--- Data listing ---
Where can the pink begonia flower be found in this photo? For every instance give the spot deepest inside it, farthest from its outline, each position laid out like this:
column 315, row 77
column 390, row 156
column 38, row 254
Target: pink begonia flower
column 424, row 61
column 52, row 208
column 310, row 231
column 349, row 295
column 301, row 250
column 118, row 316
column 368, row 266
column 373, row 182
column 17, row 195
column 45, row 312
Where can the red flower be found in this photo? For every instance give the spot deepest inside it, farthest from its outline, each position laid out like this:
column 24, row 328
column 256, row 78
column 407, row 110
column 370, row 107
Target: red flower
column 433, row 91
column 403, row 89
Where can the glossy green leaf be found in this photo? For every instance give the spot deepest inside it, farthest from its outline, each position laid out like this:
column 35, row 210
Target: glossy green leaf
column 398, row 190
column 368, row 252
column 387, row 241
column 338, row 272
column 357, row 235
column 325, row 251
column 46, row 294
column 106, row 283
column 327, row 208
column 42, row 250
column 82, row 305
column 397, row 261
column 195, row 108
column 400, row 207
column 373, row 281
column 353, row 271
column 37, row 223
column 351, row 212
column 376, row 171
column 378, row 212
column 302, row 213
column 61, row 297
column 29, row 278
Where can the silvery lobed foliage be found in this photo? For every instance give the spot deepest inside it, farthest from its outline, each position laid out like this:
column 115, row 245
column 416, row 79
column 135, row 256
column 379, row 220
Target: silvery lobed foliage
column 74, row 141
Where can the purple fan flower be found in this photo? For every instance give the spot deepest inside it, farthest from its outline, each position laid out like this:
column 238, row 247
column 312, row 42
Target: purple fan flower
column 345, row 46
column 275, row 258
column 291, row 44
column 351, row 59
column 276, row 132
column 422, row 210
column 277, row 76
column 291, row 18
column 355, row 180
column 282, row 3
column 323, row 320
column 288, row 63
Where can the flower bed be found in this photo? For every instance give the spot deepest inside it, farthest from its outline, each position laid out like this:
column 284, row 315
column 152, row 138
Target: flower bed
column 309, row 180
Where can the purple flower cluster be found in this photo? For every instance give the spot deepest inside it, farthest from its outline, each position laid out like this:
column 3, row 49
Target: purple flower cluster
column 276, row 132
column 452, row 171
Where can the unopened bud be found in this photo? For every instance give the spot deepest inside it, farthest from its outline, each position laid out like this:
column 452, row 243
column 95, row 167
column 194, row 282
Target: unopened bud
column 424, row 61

--- What the exercise asks ---
Starting at the line that contains "column 3, row 49", quote each remaining line of the entries above, unchanged.

--- Task solution ---
column 3, row 49
Target: purple flower cluster
column 276, row 132
column 452, row 171
Where can the unopened bud be found in this photo? For every instance give the spot deepest inside it, farthest from its outline, each position laid out like this:
column 452, row 243
column 95, row 167
column 194, row 282
Target: unopened bud
column 424, row 61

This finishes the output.